» Zu erledigen:
(1) Erklären Sie in ein bis drei Sätzen, wozu laut dem Vortragstext zum Bildungssystem die Produktionskapazitäten zerstört werden.
(2) Schreiben Sie aus dem Vortragstext zum Bildungssystem die Stelle von „Wie diejenigen von“ bis einschließlich „Fassade hat.“ wortgetreu ab.

Das jetzige Bildungssystem behindert die Entwicklung der Menschen
Von Dana Anex
Dana Anex ist Musiklehrerin in Chicago. Den folgenden Vortrag
hielt sie am 15. Oktober in der Konferenz des Schiller-Instituts „Beendet den
Krieg und stoppt den grünen Faschismus“.
Wie diejenigen von uns, die diese Konferenz verfolgen und an ihr
teilnehmen, wissen, befinden wir uns in einer Phase des Imperialismus, in der
die Produktionskapazitäten zerstört werden, um die Kontrolle über die
Ressourcen in den Händen der globalen Elite zu konzentrieren. Teil dieses
wirtschaftlichen Zerstörungsapparates ist das öffentliche Bildungssystem, das
in seiner jetzigen Form die Fähigkeiten der breiten Masse der Menschen
behindert. Es trennt die Eltern sieben oder mehr Stunden am Tag von ihren
Kindern, entfremdet die Familien vom Bildungsprozeß, fördert in der
Bevölkerung eine starke Abneigung gegen das Lernen und indoktriniert die
Kinder, den Imperialismus zu verteidigen, solange er eine sozialliberale
Fassade hat.

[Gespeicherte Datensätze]
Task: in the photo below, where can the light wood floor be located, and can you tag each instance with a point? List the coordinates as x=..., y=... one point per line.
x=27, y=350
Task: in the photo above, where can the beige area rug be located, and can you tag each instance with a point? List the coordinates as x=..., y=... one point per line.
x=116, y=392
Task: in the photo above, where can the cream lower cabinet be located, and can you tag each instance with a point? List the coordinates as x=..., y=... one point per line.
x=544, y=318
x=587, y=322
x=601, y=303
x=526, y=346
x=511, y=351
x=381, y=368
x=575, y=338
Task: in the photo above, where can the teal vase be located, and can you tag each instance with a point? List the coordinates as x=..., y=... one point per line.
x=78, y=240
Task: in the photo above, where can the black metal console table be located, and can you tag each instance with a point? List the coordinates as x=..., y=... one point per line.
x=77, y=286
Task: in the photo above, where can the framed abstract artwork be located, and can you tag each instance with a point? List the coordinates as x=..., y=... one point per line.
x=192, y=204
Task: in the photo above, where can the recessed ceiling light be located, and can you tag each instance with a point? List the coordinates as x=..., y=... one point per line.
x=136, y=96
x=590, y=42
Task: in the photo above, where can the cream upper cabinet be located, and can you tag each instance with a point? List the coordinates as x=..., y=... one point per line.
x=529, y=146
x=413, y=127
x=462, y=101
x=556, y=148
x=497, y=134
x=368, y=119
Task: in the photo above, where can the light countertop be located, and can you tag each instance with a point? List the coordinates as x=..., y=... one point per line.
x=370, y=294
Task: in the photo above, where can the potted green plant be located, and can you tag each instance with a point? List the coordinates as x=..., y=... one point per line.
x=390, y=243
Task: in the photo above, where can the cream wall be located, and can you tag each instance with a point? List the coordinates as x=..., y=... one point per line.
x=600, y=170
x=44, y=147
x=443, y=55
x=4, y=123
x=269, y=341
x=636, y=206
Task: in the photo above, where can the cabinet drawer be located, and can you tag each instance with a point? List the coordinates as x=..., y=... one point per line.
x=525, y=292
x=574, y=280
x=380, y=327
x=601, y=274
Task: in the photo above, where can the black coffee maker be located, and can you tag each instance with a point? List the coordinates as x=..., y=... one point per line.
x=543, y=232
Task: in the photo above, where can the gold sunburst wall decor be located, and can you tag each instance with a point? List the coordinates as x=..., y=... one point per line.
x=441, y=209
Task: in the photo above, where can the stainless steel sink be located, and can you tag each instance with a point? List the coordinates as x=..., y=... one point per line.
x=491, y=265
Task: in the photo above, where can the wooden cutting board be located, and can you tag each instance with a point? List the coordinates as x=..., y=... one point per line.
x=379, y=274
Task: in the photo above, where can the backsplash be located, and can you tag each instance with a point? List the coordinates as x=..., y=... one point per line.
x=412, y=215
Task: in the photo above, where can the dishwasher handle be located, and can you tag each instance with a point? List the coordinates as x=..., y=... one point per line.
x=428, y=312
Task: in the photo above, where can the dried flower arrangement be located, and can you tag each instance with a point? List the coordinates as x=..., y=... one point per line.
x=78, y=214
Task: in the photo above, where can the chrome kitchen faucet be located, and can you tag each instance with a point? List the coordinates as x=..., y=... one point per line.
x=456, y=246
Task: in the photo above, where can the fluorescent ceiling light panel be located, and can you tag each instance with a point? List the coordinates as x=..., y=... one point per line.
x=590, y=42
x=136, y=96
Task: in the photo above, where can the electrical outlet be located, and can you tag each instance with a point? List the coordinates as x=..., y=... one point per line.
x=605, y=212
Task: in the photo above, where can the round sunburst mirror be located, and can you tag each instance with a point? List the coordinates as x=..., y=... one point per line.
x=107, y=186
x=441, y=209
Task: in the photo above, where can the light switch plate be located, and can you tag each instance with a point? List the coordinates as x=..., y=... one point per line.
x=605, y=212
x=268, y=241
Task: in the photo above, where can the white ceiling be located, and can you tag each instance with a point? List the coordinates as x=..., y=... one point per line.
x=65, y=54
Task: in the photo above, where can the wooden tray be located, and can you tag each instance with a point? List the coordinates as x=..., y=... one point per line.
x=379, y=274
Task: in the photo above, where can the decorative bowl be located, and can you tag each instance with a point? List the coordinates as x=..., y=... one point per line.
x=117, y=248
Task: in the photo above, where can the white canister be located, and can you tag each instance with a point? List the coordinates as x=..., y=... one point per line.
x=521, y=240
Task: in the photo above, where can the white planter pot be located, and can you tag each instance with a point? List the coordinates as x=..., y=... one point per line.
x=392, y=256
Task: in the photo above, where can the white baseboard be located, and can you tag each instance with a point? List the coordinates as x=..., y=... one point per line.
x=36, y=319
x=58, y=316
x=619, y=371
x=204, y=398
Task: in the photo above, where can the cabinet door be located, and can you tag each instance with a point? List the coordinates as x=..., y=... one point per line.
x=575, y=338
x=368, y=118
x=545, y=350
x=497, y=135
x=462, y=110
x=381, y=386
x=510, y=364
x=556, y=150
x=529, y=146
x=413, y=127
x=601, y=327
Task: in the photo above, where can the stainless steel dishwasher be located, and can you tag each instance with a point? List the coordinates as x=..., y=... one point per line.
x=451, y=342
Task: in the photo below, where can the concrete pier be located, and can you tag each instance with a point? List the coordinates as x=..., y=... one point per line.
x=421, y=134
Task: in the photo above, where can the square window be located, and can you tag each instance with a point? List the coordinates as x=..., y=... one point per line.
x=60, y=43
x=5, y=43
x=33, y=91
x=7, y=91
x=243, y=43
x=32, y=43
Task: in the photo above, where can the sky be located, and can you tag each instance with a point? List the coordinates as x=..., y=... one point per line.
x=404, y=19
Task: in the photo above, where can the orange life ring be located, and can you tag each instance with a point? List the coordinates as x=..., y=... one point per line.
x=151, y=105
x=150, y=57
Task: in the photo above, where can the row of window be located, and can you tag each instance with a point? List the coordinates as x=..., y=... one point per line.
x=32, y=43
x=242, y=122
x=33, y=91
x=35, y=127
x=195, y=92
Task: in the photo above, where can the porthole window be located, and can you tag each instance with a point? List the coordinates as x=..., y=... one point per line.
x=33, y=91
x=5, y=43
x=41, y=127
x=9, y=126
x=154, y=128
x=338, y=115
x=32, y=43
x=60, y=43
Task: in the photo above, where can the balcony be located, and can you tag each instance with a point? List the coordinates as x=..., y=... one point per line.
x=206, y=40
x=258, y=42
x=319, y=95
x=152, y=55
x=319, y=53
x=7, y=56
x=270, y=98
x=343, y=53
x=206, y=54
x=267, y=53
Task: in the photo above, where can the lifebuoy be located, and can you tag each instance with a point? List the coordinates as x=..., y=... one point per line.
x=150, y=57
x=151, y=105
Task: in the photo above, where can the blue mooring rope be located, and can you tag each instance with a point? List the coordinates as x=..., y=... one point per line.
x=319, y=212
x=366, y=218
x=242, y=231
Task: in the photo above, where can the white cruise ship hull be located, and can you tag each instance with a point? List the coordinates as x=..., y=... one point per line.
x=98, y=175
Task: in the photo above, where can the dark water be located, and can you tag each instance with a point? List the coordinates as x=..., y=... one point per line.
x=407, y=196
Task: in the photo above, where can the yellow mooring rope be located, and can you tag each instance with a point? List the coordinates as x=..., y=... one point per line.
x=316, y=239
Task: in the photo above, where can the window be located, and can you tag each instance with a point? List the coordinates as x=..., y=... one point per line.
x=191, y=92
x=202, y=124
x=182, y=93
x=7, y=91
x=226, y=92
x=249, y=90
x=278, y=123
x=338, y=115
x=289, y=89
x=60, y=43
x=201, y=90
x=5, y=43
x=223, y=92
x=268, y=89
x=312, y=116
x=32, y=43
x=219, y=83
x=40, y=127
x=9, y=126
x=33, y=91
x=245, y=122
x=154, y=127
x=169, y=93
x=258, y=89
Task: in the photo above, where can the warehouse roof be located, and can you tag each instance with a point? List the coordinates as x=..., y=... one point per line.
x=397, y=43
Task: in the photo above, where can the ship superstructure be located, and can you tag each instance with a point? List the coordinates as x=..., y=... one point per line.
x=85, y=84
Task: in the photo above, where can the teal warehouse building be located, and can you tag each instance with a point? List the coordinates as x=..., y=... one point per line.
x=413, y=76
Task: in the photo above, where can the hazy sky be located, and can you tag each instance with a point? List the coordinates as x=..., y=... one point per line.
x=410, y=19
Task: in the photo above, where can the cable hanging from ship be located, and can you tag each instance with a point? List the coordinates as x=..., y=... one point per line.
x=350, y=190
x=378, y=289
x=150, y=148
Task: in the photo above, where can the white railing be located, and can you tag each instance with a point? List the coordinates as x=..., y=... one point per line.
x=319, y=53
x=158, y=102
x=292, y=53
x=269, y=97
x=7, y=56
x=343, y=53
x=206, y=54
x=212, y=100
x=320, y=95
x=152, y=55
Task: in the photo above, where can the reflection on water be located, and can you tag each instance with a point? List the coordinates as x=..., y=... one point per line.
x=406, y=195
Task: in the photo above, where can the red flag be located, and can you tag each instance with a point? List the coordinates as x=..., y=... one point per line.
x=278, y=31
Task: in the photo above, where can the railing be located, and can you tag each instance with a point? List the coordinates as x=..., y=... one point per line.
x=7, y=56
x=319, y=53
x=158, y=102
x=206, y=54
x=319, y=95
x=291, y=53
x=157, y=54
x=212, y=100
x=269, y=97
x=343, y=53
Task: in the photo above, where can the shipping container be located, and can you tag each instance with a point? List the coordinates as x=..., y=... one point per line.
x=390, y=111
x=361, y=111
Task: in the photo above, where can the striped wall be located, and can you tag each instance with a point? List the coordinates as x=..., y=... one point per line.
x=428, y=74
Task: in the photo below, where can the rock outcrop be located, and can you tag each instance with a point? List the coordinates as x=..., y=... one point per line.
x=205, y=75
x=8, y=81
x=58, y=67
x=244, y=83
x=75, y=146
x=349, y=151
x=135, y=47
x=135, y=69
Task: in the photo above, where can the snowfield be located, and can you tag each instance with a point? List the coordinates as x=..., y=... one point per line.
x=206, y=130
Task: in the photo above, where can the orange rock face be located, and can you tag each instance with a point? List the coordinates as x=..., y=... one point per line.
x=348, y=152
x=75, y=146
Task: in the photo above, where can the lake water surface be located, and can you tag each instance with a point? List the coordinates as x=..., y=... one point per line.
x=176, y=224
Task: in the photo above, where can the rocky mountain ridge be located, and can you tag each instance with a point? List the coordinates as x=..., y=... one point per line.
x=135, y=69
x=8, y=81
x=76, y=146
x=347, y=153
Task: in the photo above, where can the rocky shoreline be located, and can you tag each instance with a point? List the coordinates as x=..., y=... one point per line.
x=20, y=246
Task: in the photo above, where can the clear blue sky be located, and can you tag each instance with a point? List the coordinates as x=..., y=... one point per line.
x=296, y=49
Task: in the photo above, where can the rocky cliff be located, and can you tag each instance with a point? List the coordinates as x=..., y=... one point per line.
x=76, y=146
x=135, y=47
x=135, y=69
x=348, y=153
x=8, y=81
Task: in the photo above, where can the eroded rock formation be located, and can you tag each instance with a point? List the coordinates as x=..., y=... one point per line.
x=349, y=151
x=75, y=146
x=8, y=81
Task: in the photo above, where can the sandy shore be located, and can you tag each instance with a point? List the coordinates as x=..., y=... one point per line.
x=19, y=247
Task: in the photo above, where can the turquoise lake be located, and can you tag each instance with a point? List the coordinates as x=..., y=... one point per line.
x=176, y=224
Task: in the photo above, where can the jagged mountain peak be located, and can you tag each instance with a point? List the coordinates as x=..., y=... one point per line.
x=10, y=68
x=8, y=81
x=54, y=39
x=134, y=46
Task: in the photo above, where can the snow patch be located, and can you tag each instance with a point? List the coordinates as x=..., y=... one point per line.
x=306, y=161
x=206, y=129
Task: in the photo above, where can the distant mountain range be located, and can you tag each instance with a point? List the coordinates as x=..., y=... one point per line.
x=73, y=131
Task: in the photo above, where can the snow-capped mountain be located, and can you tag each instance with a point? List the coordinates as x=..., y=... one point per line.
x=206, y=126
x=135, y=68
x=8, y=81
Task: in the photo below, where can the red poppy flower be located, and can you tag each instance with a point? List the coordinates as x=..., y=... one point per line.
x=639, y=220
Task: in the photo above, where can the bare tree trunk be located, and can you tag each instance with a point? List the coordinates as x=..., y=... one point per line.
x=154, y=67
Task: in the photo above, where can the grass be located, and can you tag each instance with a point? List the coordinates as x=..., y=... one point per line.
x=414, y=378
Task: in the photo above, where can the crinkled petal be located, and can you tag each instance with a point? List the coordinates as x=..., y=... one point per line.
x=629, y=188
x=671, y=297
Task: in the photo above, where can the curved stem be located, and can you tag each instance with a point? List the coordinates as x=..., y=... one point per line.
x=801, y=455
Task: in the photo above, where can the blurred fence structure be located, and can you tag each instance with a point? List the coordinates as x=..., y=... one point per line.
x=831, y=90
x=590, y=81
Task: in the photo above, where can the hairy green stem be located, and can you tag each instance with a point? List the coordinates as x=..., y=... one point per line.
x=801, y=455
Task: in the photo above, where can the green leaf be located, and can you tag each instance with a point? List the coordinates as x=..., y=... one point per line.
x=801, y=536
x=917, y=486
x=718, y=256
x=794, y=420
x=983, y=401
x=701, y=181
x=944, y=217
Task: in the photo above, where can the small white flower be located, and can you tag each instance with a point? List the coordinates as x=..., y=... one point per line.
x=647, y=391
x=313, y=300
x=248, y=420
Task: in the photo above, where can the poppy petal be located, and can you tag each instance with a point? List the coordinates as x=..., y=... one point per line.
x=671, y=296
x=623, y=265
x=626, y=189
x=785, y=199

» Ergebnisse in Reihenfolge:
(1) Die Produktionskapazitäten werden zerstört, um die Kontrolle über die Ressourcen in den Händen der globalen Elite zu konzentrieren.

(2)
Wie diejenigen von uns, die diese Konferenz verfolgen und an ihr
teilnehmen, wissen, befinden wir uns in einer Phase des Imperialismus, in der
die Produktionskapazitäten zerstört werden, um die Kontrolle über die
Ressourcen in den Händen der globalen Elite zu konzentrieren. Teil dieses
wirtschaftlichen Zerstörungsapparates ist das öffentliche Bildungssystem, das
in seiner jetzigen Form die Fähigkeiten der breiten Masse der Menschen
behindert. Es trennt die Eltern sieben oder mehr Stunden am Tag von ihren
Kindern, entfremdet die Familien vom Bildungsprozeß, fördert in der
Bevölkerung eine starke Abneigung gegen das Lernen und indoktriniert die
Kinder, den Imperialismus zu verteidigen, solange er eine sozialliberale
Fassade hat.